[Point labeling dataset excerpts]
::::

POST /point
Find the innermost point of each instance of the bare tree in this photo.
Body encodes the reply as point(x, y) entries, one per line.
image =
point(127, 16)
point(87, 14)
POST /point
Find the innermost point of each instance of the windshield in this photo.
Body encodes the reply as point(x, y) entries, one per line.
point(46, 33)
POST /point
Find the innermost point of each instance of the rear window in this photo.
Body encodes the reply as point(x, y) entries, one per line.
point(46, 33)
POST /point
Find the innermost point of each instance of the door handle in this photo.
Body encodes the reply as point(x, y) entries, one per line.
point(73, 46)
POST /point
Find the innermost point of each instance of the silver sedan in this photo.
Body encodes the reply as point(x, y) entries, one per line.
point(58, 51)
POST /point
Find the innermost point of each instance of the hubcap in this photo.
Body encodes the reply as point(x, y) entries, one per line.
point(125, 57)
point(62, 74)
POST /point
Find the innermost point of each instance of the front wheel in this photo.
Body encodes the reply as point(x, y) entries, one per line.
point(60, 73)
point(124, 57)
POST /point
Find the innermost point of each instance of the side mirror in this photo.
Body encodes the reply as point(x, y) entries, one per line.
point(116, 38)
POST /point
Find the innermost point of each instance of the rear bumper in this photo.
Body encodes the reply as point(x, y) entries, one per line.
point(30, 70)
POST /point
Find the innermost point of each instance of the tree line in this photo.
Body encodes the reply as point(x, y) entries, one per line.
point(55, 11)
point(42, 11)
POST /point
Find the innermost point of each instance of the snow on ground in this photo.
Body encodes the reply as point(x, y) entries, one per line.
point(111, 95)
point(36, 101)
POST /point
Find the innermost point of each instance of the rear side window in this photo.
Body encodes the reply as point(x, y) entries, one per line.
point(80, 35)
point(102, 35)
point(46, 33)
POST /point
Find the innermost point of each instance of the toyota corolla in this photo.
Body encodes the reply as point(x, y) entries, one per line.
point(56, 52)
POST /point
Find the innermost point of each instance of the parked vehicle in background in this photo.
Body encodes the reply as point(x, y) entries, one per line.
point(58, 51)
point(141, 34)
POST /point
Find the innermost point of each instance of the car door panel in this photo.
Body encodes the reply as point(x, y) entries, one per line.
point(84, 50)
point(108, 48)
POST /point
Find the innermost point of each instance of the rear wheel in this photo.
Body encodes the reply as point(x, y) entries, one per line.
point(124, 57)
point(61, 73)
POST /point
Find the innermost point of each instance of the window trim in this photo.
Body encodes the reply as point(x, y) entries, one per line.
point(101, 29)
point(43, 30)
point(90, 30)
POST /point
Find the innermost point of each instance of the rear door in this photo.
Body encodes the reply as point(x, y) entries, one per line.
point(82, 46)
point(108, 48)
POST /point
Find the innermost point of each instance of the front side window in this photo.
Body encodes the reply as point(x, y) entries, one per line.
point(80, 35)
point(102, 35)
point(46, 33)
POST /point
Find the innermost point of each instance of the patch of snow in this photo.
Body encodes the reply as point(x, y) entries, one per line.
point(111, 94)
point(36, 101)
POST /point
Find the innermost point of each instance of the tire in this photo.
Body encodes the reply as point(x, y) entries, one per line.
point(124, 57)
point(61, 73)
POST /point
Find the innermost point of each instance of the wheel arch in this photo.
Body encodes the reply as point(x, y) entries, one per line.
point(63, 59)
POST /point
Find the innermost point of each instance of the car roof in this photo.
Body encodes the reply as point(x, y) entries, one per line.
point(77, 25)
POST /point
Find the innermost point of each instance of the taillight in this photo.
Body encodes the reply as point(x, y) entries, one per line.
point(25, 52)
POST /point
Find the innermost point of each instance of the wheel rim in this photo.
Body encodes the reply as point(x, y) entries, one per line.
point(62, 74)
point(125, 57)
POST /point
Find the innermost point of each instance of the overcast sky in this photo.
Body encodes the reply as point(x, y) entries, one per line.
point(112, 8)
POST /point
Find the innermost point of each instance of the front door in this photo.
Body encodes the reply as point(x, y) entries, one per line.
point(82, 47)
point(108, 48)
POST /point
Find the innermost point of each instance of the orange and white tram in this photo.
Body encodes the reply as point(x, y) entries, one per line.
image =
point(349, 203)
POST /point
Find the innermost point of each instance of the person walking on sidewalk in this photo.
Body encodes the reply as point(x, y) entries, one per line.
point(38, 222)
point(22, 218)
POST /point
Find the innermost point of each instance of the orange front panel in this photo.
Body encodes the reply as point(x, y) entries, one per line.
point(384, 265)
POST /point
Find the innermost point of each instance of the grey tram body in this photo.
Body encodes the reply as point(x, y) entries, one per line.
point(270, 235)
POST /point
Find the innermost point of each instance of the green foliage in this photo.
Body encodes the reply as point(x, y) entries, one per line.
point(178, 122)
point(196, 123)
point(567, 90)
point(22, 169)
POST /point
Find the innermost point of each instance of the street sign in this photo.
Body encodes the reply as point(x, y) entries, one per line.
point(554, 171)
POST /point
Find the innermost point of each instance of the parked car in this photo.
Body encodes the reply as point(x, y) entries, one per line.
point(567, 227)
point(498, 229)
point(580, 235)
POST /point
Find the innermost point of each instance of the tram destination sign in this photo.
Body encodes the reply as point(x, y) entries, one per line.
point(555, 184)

::::

● **Request**
Give back the whole listing, word for word.

● **Exercise response**
POST /point
Find the innermost point of each instance of the bare tree in this photo.
Body encodes the reply as point(x, y) entries, one per line.
image =
point(127, 16)
point(87, 14)
POST /point
Find the innermost point of each instance of the windshield in this photo.
Body encodes the reply as point(x, y) entries, one per line.
point(46, 33)
POST /point
Find the innermost point of each instance of the rear window in this photo.
Body encodes the reply as point(x, y) entries, one per line.
point(46, 33)
POST /point
Find the innermost point of each instance of the door handle in this photo.
Body encodes the reply as point(x, y) entries, one per line.
point(73, 46)
POST /point
Find the innermost point of each instance of the silver sedan in this photo.
Body encodes the reply as point(x, y) entries, one per line.
point(58, 51)
POST /point
Find the innermost point of each instance of the hubcap in this photo.
Body encodes the reply as point(x, y) entries, one per line.
point(125, 57)
point(62, 74)
POST /point
Find the innermost point of each instance of the front wheel in this photo.
Body encodes the reply as point(x, y) entries, one per line.
point(60, 73)
point(124, 57)
POST /point
Find the innermost point of each instance of the side mirror in this photo.
Body encodes the reply as point(x, y) entries, one per line.
point(116, 38)
POST /point
Find the innermost point of each instance of the rear bumper in this photo.
Body encodes the reply as point(x, y) entries, one per line.
point(30, 70)
POST /point
Find the innermost point of each instance of the tree line in this photo.
Body encodes the reply as point(x, y) entries, one per line.
point(55, 11)
point(42, 11)
POST /point
Find the innermost point of each instance of the snow on ground in this photo.
Body encodes the reply as point(x, y) entries, one per line.
point(111, 95)
point(36, 101)
POST /point
Find the innermost point of each instance of the rear side window in this photo.
Body encodes the reply as point(x, y) entries, one per line.
point(80, 35)
point(102, 35)
point(46, 33)
POST /point
Find the innermost point of each instance of the toyota corolla in this photo.
Body encodes the reply as point(x, y) entries, one per line.
point(56, 52)
POST /point
Find the innermost point of each instance of the parked vehicle in background in this photo.
Body encodes the reply as point(x, y) entries, one per line.
point(58, 51)
point(141, 34)
POST /point
Find the innermost point of each instance of the car door panel in this photo.
Body encodes the reply as point(x, y) entries, one per line.
point(84, 50)
point(108, 48)
POST /point
Find the innermost point of each instance of the rear wheel in this photo.
Body encodes the reply as point(x, y) entries, one per line.
point(124, 57)
point(61, 73)
POST /point
Find the innermost point of each instance of the window trim in this photo.
Body encodes the reply as point(x, y) entries, one per line.
point(101, 29)
point(43, 30)
point(90, 30)
POST /point
Find the innermost point of each instance of the rear door in this photo.
Body encodes the reply as point(x, y) entries, one per line.
point(82, 46)
point(108, 48)
POST /point
Find the innermost point of each instance of the front side window in this photo.
Body encodes the reply as point(x, y) entries, one per line.
point(80, 35)
point(102, 35)
point(46, 33)
POST /point
Find the innermost point of each instance of the patch of snow in this photo.
Body encodes the reply as point(x, y) entries, one per line.
point(111, 94)
point(36, 101)
POST /point
Find the innermost point of each instance of the tire in this photo.
Body encodes the reply as point(x, y) entries, one per line.
point(124, 57)
point(61, 73)
POST /point
Find the innermost point of each instance of the wheel arch in this photo.
Body encodes the reply as point(x, y) entries, one per line.
point(63, 59)
POST /point
Find the innermost point of each instance of the car roof in this photo.
Body encodes the reply as point(x, y) entries, one per line.
point(77, 25)
POST /point
Find the innermost point of each instance of the taillight in this photo.
Body encodes the reply as point(x, y) entries, one per line.
point(25, 52)
POST /point
Find the innermost point of each instance of the wheel rim in this photo.
Body encodes the reply as point(x, y) entries, one per line.
point(62, 74)
point(125, 57)
POST /point
Find the innermost point of each instance of the overcast sky in this photo.
Body encodes the reply as point(x, y) entries, one per line.
point(112, 8)
POST /point
Find the innermost point of each instance of the front door in this photo.
Body encodes the reply as point(x, y) entries, one per line.
point(82, 47)
point(108, 48)
POST /point
Find the innermost point of each instance of the orange and white tram in this photo.
Body encodes the reply as point(x, y) entries, one per line.
image =
point(349, 203)
POST /point
Find the innermost point of each instance of the person walking on sidewalk in this photo.
Body encodes the reply as point(x, y) entries, one per line.
point(38, 222)
point(22, 218)
POST /point
Find the innermost point of each instance of the orange front panel in this photo.
Body encodes the reply as point(x, y) entries, one per line.
point(384, 265)
POST /point
Find the innermost point of each instance of the grey tram body in this photo.
Body encodes the reply as point(x, y) entries, one per line.
point(270, 235)
POST /point
Find the innermost point of each instance of the green foliage in this photo.
Body encodes the reply as point(x, y) entries, one per line.
point(178, 122)
point(196, 123)
point(567, 90)
point(22, 169)
POST /point
Find the innermost point of each instance of the street sign in this photo.
Body encodes the reply as point(x, y) entries, one per line.
point(554, 171)
POST /point
Find the innermost point of each instance of the parked car in this photo.
Body encodes the reply as point(x, y) entries, one per line.
point(567, 227)
point(498, 229)
point(580, 235)
POST /point
Find the innermost point of each instance of the tram destination sign in this photo.
Body encodes the reply as point(x, y) entries, one per line.
point(555, 184)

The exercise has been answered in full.